STATED TASK:
Output all the material that follows, exactly as given.
=== SUPPLIED INFORMATION ===
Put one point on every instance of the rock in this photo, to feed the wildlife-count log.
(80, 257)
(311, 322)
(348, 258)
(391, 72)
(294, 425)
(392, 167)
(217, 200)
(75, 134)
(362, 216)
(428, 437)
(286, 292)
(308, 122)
===
FINISHED TASK:
Put one point on every instance of the rock in this photo, to feed the wildlife-count log.
(80, 257)
(311, 322)
(348, 258)
(391, 72)
(294, 425)
(392, 167)
(217, 200)
(75, 134)
(362, 216)
(428, 437)
(286, 292)
(308, 122)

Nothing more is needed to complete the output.